T.C.
YARGITAY
3. HUKUK DAİRESİ
ESAS NO:2005/8074
KARAR NO:2005/11279
KARAR T:08.11.2005
4721 s. Yasa m. 2
818 s. Yasa m. 19,20
Dava dilekçesinde nafakanın tenkisi olmadığı takdirde Sinop İcra Müdürlüğünün 2002/756 ve 2003/752 sayılı takip dosyaları ile nafaka borcu bulunmadığının tespiti ile 31.7.2002 tarihli sözleşmeye uygun hale getirilmesi istenilmiştir. Mahkemece davanın reddi cihetine gidilmiş, hüküm davacı vekili tarafından temyiz edilmiştir.
Temyiz isteminin süresi içinde olduğu anlaşıldıktan sonra dosyadaki bütün kağıtlar okunup gereği düşünüldü:
KARAR : Davacı vekilinin 16.10.2003 tarihli dilekçesinde; davacı ile davalının boşandıkları ve müşterek çocuğun velayetinin davalıya verildiği, yine, taraflar arasında yapılan ve mahkemece tasdik edilen protokol gereğince küçük için aylık 150.000.000 lira nafakanın ödenmesine ve bu nafakanın her maaş artışında %50 oranında artırılacağına ilişkin hükmün aynen yerine getirilmesinin olanaksız hale geldiği ileri sürülerek nafakanın davalı ile yapılan 31.7.2002 tarihli 2.protokole uygun hale getirilmesi, olmadığı takdirde nafakanın tenkisi ve karar tarihine kadar yapılacak fazla ödemelerinde tahsili talep ve dava edilmiştir.
Mahkemece, davanın reddi cihetine gidilmiş, hüküm, süresinde davacı vekili tarafından temyiz edilmiştir.

## Çıkarılan Bilgiler:

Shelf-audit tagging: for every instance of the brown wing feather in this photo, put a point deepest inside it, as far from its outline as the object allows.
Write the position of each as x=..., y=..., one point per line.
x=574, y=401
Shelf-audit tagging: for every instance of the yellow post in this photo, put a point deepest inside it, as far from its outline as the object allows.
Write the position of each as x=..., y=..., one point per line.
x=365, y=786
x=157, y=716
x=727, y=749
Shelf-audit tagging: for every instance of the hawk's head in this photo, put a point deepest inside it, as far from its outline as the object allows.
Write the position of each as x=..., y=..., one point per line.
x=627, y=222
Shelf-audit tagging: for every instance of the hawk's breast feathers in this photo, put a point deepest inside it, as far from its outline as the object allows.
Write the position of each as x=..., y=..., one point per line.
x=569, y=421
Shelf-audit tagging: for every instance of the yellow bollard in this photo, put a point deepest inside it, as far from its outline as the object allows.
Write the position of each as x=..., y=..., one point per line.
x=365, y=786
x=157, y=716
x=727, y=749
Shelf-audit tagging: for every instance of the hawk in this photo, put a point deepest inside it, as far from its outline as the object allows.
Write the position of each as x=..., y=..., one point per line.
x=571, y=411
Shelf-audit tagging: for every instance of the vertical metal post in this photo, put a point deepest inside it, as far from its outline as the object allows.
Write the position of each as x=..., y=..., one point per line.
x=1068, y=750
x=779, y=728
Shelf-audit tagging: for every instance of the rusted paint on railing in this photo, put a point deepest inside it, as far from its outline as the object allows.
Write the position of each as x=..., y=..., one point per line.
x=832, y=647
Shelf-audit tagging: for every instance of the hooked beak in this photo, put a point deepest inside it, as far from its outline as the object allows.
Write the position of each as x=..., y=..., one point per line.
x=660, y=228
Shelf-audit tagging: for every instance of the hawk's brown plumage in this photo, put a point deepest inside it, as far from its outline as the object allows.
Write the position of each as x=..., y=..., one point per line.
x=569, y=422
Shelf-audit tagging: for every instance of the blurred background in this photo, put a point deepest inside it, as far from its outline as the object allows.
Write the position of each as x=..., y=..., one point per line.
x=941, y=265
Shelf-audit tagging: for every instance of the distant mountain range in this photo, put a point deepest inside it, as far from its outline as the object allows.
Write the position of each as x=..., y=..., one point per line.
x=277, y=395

## İstenen:
Yargıtay kararında "Temyiz isteminin süresi" sözlerinden başlayıp "süresinde davacı vekili tarafından temyiz edilmiştir." sözlerine kadar inen bölümün tamamını, hiçbir şeyi değiştirmeden yazınız.

## Yanıt:
Temyiz isteminin süresi içinde olduğu anlaşıldıktan sonra dosyadaki bütün kağıtlar okunup gereği düşünüldü:
KARAR : Davacı vekilinin 16.10.2003 tarihli dilekçesinde; davacı ile davalının boşandıkları ve müşterek çocuğun velayetinin davalıya verildiği, yine, taraflar arasında yapılan ve mahkemece tasdik edilen protokol gereğince küçük için aylık 150.000.000 lira nafakanın ödenmesine ve bu nafakanın her maaş artışında %50 oranında artırılacağına ilişkin hükmün aynen yerine getirilmesinin olanaksız hale geldiği ileri sürülerek nafakanın davalı ile yapılan 31.7.2002 tarihli 2.protokole uygun hale getirilmesi, olmadığı takdirde nafakanın tenkisi ve karar tarihine kadar yapılacak fazla ödemelerinde tahsili talep ve dava edilmiştir.
Mahkemece, davanın reddi cihetine gidilmiş, hüküm, süresinde davacı vekili tarafından temyiz edilmiştir.